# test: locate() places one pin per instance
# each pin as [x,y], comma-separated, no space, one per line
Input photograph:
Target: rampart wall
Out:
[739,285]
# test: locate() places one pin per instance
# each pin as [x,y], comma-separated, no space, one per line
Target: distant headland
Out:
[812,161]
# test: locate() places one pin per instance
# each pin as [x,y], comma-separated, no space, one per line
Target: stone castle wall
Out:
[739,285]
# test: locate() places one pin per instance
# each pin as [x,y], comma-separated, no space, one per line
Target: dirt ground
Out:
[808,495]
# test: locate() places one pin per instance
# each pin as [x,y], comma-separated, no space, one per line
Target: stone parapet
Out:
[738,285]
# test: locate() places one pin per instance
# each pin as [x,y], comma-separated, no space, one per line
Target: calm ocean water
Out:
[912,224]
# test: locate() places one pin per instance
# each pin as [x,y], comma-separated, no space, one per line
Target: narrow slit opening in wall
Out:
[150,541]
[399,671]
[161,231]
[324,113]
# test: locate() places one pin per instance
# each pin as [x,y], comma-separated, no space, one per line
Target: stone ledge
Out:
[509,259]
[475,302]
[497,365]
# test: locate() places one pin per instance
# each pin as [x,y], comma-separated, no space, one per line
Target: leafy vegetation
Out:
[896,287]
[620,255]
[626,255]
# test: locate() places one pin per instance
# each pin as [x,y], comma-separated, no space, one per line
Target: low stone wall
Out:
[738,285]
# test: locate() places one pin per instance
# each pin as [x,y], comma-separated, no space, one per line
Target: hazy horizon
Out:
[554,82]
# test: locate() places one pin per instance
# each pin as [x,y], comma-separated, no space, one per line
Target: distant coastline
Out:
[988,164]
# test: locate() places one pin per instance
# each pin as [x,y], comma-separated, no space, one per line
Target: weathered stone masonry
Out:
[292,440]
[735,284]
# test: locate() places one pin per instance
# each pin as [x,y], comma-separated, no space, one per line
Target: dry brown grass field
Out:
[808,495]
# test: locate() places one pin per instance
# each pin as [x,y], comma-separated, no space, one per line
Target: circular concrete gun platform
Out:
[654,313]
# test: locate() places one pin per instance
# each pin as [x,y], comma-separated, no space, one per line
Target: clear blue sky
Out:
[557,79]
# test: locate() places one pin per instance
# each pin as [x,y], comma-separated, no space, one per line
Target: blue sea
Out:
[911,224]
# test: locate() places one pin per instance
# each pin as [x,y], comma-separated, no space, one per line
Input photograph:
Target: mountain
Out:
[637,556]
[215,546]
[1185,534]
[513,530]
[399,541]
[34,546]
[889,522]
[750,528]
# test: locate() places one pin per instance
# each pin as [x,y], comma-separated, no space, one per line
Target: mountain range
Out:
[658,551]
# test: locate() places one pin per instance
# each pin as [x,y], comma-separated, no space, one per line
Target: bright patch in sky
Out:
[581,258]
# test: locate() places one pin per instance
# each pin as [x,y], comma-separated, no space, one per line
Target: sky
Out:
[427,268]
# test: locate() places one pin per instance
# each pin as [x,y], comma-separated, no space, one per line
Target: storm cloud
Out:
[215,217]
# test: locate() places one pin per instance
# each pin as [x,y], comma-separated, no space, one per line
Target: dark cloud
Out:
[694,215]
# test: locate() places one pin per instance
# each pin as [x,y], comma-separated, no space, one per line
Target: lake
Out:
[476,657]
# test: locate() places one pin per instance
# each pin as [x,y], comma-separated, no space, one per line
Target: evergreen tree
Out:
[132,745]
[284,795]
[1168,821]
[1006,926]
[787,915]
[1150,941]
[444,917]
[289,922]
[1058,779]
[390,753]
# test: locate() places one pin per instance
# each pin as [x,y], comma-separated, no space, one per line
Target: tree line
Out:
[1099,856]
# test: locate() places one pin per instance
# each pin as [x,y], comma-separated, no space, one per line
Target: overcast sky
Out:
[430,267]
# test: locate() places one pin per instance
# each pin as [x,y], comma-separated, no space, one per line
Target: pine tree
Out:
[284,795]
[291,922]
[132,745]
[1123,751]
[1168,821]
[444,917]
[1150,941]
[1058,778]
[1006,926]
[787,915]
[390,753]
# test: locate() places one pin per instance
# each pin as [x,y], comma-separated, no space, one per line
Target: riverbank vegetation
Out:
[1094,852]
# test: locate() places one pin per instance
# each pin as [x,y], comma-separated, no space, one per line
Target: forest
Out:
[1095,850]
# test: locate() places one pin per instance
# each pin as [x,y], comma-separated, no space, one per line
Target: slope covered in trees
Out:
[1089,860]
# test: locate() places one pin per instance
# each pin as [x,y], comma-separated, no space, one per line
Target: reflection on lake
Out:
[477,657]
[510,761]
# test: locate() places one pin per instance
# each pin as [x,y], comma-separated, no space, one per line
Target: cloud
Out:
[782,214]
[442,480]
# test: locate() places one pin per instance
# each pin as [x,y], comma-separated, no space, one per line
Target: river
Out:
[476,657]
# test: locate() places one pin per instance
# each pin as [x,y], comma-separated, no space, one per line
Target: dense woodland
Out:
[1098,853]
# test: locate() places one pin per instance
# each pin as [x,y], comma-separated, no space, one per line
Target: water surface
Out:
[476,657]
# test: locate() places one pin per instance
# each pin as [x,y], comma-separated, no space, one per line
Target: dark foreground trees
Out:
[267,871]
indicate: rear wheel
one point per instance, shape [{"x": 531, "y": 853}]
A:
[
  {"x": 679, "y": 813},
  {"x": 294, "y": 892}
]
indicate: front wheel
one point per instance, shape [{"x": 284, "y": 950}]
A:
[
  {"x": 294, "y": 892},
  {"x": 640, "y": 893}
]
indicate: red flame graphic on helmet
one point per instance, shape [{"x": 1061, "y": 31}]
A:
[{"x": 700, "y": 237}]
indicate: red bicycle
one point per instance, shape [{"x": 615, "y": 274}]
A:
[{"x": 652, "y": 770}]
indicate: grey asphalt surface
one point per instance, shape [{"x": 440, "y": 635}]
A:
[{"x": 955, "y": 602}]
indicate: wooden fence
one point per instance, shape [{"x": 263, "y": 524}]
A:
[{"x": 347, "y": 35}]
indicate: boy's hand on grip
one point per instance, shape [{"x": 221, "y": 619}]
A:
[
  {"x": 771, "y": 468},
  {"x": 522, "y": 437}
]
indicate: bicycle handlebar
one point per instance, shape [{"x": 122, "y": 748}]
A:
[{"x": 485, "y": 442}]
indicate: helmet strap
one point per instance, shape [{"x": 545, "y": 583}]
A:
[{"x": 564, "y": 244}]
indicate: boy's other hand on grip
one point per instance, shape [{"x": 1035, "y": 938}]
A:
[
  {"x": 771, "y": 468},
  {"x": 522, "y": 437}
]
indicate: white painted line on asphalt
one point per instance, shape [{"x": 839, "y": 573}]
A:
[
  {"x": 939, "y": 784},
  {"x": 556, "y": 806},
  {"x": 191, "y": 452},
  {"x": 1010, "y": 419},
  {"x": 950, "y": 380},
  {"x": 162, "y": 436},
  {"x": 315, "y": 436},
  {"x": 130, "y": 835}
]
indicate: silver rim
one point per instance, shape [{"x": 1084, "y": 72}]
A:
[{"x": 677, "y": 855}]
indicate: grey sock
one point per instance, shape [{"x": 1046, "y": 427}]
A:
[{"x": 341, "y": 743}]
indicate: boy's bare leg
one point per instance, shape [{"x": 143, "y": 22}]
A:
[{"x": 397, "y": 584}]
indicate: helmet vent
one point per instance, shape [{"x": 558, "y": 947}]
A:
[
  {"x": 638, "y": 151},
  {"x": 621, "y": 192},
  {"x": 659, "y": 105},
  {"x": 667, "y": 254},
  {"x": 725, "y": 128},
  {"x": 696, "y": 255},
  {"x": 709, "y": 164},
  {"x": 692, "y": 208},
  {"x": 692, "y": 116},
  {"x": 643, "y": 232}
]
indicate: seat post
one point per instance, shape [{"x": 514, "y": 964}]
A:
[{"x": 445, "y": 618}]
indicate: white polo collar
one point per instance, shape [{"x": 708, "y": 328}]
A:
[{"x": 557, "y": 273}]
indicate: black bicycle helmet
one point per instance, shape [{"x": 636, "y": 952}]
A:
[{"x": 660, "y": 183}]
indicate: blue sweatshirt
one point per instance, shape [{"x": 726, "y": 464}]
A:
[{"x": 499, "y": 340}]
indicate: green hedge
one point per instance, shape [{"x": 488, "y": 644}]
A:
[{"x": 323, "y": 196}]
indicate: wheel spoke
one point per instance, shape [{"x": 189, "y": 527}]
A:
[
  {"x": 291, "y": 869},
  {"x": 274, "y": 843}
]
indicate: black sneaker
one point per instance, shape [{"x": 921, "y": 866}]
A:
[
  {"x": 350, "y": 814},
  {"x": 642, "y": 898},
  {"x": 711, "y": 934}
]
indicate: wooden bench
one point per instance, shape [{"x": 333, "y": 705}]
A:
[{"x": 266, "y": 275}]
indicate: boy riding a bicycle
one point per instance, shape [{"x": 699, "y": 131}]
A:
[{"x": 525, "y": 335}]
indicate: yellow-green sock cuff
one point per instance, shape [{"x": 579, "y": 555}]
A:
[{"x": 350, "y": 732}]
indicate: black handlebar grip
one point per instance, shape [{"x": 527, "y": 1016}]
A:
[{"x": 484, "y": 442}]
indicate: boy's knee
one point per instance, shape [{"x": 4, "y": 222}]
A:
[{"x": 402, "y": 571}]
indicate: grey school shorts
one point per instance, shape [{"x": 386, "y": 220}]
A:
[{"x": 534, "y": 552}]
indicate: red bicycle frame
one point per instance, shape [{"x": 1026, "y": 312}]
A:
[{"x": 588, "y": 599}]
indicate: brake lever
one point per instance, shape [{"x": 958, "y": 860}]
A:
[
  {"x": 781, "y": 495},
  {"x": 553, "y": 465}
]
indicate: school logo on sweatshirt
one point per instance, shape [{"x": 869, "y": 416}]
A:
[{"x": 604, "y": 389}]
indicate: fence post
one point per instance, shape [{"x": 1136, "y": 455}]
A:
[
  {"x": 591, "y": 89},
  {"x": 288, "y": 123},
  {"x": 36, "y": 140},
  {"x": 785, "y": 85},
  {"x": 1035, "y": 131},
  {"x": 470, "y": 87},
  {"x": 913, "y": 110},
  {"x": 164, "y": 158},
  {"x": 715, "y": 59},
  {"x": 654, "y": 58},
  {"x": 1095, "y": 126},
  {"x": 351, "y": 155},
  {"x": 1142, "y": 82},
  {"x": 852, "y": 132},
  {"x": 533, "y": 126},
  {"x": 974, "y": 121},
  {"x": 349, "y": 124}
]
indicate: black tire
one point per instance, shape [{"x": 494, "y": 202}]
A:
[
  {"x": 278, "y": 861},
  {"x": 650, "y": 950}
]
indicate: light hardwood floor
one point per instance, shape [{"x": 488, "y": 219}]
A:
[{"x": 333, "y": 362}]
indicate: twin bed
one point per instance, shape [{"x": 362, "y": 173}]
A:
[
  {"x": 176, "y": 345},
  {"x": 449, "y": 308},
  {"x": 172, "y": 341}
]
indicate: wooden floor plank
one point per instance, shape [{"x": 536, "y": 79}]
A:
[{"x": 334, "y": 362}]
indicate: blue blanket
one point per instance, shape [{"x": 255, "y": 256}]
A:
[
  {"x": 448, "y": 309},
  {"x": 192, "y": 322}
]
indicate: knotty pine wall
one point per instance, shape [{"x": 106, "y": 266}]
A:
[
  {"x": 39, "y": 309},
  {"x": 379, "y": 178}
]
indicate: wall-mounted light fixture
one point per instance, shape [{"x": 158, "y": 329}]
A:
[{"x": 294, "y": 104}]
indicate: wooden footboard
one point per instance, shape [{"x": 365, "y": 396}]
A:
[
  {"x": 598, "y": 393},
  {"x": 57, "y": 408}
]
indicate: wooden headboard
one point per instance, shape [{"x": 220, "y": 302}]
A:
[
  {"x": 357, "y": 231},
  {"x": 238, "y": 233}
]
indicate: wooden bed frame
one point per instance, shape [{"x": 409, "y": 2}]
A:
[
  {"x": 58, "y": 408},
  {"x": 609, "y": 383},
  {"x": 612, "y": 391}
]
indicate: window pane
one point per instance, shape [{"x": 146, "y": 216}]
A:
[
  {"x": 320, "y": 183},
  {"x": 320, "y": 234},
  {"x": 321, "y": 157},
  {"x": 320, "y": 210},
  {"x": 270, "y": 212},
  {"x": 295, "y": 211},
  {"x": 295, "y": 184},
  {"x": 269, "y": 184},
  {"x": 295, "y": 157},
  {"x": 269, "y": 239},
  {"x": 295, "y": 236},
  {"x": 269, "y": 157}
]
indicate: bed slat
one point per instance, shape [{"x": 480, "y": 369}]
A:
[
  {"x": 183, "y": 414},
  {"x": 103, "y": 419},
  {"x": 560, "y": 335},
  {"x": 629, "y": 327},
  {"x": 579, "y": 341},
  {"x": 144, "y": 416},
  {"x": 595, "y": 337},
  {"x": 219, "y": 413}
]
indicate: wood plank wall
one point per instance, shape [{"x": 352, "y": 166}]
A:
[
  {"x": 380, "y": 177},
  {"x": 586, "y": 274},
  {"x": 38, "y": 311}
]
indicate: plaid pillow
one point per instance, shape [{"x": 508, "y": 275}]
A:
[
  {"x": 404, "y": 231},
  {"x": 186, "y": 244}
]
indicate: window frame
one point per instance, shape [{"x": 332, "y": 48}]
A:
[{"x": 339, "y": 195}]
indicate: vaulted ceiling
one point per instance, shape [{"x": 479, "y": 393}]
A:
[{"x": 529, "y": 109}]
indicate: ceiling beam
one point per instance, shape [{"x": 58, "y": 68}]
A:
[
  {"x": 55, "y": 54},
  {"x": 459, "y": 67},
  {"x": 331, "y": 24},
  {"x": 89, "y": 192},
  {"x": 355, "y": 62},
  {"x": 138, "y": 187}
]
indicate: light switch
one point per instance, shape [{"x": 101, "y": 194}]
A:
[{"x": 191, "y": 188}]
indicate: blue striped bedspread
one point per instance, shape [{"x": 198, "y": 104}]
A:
_ _ _ _ _
INSTRUCTIONS FOR THE TASK |
Taking the material above, extract exactly and only the lines from the line with "Target: tree line" to the line with "Target: slope covered in trees", inclusive of both.

RESPONSE BOX |
Target: tree line
Out:
[1099,856]
# test: locate() places one pin per instance
# each pin as [x,y], comma-separated, no space, one per line
Target: overcast sky
Out:
[430,267]
# test: locate() places one pin per instance
# each pin as [x,y], comma-separated, no space, one per line
Target: pine tree
Out:
[284,795]
[291,922]
[132,745]
[1123,751]
[1168,821]
[444,917]
[1150,941]
[1058,778]
[1006,926]
[787,915]
[390,753]
# test: locate() places one pin per instance
# each pin as [x,y], comma-separated, no space, one per line
Target: riverbank vegetation
Out:
[1094,852]
# test: locate() places one pin per instance
# each pin as [x,y], comma-separated, no space, one per line
Target: forest
Out:
[1095,850]
# test: locate() places one pin per instance
# each pin as [x,y], comma-separated, no space, one per line
Target: slope covered in trees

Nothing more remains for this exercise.